[Detection annotation records]
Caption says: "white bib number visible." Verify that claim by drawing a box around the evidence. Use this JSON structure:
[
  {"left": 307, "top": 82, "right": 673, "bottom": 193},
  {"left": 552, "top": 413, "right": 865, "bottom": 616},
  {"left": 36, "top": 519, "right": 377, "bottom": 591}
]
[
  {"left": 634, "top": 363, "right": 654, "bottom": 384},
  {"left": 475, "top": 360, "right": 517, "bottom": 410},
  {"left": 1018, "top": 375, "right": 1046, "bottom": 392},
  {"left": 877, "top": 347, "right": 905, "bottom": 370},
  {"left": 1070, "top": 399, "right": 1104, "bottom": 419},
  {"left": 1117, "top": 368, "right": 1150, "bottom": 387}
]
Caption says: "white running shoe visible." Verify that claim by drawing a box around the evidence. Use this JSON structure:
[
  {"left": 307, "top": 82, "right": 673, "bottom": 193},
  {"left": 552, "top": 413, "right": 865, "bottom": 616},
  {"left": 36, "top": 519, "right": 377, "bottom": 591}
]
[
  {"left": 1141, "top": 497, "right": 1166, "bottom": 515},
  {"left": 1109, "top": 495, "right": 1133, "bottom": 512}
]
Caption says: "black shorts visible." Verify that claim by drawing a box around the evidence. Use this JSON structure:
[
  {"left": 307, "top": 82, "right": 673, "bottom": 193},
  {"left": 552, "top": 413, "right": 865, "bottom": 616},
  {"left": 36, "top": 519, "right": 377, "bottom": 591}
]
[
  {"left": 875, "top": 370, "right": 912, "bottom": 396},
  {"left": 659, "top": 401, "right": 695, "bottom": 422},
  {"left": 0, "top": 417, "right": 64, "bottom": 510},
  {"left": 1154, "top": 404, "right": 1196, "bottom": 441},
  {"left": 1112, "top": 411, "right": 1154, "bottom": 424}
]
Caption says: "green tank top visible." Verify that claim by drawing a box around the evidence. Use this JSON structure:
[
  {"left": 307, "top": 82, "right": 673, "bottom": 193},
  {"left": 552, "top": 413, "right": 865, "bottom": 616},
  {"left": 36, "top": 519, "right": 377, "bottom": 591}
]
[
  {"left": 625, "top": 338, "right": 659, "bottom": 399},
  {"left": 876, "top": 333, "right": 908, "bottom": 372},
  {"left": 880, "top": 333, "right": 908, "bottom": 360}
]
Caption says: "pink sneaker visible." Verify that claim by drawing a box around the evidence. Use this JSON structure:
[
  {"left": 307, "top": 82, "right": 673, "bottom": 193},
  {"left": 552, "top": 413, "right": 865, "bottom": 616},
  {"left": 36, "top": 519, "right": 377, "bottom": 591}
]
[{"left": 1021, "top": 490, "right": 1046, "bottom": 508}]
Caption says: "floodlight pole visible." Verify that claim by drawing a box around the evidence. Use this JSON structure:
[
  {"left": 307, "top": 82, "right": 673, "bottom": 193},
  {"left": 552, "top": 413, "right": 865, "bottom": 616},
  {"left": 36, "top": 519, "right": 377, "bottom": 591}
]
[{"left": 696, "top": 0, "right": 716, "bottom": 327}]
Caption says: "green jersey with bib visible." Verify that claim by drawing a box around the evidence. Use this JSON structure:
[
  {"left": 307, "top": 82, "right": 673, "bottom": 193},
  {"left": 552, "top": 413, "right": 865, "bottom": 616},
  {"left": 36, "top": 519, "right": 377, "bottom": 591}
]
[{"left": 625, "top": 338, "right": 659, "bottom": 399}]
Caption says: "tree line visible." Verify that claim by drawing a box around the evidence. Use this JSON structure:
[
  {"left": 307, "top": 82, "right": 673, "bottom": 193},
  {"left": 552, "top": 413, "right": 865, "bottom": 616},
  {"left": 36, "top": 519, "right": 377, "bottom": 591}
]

* _Problem details_
Count the lines above that contain the string "white", treating uppercase and lowercase as different. Reply with the number only.

* _Written response_
2